-- BEGIN --

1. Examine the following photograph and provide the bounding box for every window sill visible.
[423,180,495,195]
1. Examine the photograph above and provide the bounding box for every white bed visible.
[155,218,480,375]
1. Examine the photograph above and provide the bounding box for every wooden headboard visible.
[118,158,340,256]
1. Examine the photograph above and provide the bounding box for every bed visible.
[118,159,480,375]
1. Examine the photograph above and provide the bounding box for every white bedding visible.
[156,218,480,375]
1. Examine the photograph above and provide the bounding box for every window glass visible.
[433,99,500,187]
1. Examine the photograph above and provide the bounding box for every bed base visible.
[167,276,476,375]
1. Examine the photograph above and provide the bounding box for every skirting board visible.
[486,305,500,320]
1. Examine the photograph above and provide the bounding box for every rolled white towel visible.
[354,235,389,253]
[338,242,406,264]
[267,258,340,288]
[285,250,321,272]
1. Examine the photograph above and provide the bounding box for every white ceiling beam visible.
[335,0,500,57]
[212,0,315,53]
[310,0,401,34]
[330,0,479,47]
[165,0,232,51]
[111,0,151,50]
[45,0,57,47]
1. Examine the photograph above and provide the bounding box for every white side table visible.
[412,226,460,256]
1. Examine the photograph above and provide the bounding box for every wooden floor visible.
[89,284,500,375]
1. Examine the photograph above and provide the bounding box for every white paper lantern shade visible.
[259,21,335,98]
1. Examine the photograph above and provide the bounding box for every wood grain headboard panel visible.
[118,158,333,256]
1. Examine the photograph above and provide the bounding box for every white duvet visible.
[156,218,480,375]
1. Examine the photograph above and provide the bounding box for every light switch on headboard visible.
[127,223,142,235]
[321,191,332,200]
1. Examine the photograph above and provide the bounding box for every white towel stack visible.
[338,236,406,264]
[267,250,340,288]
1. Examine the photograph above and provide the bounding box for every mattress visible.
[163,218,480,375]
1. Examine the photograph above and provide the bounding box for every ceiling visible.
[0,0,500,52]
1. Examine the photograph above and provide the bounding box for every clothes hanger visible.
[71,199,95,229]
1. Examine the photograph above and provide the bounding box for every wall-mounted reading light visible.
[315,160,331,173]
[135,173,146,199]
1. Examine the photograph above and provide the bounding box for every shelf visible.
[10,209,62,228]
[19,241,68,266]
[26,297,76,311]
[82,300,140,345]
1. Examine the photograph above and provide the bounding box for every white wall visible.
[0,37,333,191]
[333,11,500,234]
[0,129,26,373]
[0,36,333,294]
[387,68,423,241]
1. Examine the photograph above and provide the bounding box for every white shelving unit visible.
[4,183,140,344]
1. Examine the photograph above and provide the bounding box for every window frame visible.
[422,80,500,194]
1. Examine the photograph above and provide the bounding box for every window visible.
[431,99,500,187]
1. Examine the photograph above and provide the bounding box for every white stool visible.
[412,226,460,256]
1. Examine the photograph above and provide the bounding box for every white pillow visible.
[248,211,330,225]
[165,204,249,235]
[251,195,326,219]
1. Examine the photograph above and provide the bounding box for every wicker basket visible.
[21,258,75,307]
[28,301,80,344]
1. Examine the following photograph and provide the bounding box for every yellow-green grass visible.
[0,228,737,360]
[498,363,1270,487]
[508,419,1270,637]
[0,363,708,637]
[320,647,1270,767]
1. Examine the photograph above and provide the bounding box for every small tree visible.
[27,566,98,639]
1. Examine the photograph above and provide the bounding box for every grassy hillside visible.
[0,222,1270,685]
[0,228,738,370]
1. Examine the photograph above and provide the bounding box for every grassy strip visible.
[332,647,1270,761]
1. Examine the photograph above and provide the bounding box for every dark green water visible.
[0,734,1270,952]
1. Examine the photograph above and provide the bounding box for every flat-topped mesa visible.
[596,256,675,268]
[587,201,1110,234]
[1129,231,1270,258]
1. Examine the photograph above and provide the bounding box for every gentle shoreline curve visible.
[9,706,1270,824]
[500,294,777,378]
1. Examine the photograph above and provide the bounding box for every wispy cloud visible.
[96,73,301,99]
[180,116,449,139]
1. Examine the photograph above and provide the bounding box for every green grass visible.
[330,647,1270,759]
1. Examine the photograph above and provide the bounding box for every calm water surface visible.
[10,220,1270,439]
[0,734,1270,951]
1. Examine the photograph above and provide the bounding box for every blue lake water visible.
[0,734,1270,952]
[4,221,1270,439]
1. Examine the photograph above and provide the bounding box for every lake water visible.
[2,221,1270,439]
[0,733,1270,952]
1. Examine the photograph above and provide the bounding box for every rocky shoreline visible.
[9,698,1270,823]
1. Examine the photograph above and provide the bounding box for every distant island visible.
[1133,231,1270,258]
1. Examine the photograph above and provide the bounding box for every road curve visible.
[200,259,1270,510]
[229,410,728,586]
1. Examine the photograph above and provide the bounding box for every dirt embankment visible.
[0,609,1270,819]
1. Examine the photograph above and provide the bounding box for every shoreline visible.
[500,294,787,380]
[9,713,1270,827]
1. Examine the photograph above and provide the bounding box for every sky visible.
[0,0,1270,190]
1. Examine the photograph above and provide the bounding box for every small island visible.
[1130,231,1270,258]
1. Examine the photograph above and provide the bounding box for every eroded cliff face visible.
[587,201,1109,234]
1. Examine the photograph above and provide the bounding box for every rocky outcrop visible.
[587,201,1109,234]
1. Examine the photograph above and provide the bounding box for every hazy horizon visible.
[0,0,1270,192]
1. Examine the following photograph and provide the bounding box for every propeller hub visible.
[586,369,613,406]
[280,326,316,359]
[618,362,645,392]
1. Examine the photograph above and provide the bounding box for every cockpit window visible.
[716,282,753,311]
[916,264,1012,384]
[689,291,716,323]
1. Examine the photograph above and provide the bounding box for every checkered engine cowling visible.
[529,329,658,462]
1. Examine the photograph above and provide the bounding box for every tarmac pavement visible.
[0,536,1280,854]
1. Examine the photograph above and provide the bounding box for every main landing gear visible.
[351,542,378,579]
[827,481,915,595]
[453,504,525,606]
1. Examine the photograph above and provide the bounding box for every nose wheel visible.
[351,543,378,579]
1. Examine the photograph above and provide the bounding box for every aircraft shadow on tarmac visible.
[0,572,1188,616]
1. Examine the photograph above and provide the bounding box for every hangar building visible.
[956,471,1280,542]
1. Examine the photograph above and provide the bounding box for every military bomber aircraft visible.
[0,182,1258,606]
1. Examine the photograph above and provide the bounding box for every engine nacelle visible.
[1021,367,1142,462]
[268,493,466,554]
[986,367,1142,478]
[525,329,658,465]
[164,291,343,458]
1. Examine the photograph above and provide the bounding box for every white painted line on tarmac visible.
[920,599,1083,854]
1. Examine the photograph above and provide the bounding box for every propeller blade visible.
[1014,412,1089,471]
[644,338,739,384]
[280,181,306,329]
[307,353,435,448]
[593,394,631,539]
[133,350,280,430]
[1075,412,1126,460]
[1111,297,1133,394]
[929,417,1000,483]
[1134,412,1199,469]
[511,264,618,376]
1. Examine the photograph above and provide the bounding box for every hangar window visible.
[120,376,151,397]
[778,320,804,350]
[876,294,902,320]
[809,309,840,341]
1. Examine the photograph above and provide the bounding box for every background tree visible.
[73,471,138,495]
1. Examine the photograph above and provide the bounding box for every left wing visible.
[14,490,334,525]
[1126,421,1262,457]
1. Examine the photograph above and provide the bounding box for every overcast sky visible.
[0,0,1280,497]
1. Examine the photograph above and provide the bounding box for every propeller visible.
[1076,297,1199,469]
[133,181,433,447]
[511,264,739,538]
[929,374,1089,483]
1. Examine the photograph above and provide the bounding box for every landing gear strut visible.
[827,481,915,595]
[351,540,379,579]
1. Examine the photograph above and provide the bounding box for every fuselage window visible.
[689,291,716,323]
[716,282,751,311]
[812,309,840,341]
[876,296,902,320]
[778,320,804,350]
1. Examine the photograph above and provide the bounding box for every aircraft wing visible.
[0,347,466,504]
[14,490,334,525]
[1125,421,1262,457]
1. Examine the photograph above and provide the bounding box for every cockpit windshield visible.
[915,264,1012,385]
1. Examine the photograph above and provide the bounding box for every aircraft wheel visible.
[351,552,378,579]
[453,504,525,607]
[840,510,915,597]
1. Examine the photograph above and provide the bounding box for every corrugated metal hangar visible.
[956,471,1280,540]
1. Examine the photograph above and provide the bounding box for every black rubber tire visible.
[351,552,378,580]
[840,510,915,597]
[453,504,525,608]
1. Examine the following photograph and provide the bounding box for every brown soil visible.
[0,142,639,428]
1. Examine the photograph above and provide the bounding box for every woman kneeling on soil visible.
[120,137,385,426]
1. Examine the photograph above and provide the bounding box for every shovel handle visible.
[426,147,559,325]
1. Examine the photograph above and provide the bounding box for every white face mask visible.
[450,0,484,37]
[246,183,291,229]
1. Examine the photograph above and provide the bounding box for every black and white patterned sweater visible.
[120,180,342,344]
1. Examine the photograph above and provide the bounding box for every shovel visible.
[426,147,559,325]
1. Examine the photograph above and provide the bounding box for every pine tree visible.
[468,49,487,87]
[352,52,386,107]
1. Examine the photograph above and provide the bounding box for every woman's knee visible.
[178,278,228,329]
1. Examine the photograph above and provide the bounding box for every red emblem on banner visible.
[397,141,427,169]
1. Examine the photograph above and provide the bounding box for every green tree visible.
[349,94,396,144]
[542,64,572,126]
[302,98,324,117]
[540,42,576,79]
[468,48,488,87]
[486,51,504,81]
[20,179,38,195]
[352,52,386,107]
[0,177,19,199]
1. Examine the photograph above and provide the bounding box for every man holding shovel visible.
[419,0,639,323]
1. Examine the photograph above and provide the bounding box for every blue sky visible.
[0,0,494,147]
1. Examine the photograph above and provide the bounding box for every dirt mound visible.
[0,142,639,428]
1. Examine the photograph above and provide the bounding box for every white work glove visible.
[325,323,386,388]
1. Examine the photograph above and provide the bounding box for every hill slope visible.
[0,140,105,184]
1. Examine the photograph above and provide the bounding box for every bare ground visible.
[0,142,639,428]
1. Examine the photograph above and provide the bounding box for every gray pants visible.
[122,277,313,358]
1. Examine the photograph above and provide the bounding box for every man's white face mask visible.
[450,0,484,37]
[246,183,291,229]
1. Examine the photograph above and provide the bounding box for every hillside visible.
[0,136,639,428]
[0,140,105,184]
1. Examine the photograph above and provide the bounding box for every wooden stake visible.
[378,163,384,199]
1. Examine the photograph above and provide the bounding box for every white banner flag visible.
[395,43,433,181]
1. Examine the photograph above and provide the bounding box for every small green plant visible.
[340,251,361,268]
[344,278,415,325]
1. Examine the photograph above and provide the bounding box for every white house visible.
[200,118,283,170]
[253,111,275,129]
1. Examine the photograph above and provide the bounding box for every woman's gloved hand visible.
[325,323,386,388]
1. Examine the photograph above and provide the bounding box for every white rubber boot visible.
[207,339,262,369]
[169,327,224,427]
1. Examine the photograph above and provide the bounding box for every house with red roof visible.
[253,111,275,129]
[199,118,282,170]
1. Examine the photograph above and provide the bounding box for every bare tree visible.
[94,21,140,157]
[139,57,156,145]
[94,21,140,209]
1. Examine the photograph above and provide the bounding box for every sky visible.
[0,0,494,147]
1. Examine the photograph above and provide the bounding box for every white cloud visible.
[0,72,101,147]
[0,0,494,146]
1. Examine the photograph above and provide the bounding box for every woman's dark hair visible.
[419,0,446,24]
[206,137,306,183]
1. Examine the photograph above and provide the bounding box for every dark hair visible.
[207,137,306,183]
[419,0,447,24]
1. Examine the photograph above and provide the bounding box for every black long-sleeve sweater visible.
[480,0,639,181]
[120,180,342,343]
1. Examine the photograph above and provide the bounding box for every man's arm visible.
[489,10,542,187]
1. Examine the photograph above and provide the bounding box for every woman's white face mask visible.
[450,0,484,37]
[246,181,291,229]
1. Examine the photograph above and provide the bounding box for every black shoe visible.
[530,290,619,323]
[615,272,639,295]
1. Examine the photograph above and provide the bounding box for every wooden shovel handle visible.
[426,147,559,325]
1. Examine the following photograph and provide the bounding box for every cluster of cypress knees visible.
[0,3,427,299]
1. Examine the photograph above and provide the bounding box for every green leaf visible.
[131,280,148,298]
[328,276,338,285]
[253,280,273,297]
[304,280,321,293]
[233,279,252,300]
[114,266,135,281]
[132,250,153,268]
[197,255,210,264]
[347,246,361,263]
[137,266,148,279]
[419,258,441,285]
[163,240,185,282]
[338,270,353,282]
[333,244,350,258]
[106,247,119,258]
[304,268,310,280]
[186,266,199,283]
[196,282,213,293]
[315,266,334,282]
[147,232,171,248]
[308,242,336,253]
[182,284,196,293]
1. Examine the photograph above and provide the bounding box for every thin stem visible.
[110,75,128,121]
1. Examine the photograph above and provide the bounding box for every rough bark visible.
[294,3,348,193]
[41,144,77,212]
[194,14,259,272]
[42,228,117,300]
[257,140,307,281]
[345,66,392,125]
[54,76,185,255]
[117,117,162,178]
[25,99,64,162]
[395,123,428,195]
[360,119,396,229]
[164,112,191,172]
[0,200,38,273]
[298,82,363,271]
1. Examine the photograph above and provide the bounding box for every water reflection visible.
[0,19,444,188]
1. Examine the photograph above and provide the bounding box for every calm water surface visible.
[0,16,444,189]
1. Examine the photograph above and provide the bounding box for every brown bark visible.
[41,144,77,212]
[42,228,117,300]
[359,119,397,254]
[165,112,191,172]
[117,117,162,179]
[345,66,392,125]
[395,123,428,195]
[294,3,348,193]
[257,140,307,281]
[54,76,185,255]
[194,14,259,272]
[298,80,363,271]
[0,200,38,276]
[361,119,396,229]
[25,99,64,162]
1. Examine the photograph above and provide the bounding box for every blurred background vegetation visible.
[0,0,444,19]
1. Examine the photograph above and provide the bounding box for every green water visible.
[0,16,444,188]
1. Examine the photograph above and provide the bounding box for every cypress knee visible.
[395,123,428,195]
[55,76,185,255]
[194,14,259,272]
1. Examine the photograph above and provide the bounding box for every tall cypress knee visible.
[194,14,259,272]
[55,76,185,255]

-- END --

* **WHAT THE TASK REQUIRES**:
Render the stretch of rows from the line containing "propeller blade visible." through the line containing "[351,540,379,579]" as a JSON list of strings, one string per line, with blank lines omitted.

* **TASK RESPONSE**:
[
  "1. Examine the photograph above and provide the bounding box for every propeller blade visible.",
  "[1014,412,1089,471]",
  "[644,338,739,384]",
  "[280,181,306,329]",
  "[307,353,435,448]",
  "[593,394,631,539]",
  "[133,350,280,430]",
  "[1075,412,1126,460]",
  "[1111,297,1133,394]",
  "[929,417,1000,483]",
  "[1134,412,1199,469]",
  "[511,264,618,376]",
  "1. Examine the photograph above and provide the bounding box for every hangar window visible.",
  "[120,376,151,397]",
  "[778,320,804,350]",
  "[876,294,902,320]",
  "[809,309,840,341]",
  "1. Examine the photograph above and provide the bounding box for every background tree visible.",
  "[73,471,138,495]",
  "1. Examine the photograph above and provide the bounding box for every left wing visible.",
  "[14,490,334,525]",
  "[1126,421,1262,457]",
  "1. Examine the photograph above and provide the bounding box for every overcast sky visible.",
  "[0,0,1280,497]",
  "1. Examine the photograph above and provide the bounding box for every propeller visible.",
  "[1076,297,1199,469]",
  "[133,181,433,447]",
  "[511,264,739,538]",
  "[929,374,1089,483]",
  "1. Examine the photograph above and provide the bounding box for every landing gear strut visible.",
  "[827,481,915,595]",
  "[351,540,379,579]"
]